(Region annotation entries)
○ ○ ○ ○

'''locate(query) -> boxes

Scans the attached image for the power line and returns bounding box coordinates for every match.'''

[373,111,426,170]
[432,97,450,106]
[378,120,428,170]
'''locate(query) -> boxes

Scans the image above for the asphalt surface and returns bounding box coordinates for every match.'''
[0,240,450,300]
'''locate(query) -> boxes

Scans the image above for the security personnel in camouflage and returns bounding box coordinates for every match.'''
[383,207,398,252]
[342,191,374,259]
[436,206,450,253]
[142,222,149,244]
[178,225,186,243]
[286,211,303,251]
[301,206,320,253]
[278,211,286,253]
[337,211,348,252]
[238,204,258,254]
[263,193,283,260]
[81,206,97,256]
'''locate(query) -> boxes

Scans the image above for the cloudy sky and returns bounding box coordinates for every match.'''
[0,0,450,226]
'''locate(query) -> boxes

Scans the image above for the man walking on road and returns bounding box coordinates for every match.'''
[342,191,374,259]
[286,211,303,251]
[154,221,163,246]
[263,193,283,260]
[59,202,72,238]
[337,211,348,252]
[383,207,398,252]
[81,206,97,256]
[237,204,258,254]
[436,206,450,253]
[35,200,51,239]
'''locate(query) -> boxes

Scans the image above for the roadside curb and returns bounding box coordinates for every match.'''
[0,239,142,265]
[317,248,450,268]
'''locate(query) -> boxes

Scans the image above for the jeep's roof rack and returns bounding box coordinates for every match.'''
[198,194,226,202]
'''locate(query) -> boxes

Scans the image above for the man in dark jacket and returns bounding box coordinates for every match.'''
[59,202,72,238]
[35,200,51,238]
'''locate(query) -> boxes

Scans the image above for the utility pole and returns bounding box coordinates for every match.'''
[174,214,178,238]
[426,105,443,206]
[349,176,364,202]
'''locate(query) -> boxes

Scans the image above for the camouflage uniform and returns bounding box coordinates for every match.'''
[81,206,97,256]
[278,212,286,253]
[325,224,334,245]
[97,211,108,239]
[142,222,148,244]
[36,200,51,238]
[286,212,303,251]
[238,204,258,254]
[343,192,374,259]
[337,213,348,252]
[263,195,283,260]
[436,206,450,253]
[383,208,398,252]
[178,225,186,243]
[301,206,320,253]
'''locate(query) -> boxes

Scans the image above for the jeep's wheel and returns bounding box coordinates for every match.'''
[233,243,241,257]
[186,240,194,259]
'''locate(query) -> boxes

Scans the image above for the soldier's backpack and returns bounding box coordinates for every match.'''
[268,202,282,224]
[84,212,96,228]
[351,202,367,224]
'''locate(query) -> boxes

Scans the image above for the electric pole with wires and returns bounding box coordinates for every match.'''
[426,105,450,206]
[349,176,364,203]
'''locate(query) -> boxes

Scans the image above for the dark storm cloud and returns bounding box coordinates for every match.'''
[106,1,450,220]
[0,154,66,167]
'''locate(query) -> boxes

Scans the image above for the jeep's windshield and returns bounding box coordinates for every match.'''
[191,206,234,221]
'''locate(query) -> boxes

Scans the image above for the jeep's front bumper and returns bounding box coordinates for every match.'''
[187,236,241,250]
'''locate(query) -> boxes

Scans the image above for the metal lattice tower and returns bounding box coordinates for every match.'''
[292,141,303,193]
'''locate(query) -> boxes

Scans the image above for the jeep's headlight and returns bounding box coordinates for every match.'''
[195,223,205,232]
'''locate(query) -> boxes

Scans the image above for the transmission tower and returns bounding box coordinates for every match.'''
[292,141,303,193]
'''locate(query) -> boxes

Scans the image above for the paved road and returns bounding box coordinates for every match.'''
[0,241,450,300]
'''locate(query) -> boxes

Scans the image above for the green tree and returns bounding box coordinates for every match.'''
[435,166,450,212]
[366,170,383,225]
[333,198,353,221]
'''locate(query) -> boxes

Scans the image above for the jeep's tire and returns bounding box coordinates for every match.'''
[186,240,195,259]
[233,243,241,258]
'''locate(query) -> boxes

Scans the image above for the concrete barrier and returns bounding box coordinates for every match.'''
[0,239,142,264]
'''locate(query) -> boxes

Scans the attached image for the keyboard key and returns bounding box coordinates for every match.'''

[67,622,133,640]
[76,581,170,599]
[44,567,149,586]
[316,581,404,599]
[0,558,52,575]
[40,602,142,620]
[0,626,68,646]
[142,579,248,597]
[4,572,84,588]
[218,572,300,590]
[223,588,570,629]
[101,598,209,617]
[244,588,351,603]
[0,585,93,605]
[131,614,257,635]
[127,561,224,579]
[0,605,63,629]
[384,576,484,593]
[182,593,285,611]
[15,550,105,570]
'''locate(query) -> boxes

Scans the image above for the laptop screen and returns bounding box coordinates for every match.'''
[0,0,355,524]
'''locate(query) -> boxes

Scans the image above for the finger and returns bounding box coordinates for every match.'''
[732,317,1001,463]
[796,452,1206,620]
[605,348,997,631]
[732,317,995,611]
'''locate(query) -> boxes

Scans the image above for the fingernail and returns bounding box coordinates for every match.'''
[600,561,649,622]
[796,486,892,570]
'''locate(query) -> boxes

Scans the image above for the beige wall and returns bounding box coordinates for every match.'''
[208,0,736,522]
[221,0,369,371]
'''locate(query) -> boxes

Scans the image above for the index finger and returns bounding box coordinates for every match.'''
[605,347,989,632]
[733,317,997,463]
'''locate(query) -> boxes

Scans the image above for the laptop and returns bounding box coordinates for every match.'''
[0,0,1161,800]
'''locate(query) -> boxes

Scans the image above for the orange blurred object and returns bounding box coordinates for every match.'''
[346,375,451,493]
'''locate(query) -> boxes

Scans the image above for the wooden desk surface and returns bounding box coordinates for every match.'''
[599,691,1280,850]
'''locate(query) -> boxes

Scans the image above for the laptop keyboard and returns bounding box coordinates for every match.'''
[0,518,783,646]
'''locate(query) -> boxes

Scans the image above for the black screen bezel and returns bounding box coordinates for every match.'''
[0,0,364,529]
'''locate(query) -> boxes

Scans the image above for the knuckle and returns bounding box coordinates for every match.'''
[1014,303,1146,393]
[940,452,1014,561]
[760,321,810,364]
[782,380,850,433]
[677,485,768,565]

○ ○ ○ ○

Find each line of the data containing the word "pole" and copy those lines out in full.

### [RESPONSE TO THE TASK]
Scans the image above for the utility pole and returns bounding box coordinates for every match.'''
Scans the image above for the electric pole with wires and returns bounding box coordinates for every match.'''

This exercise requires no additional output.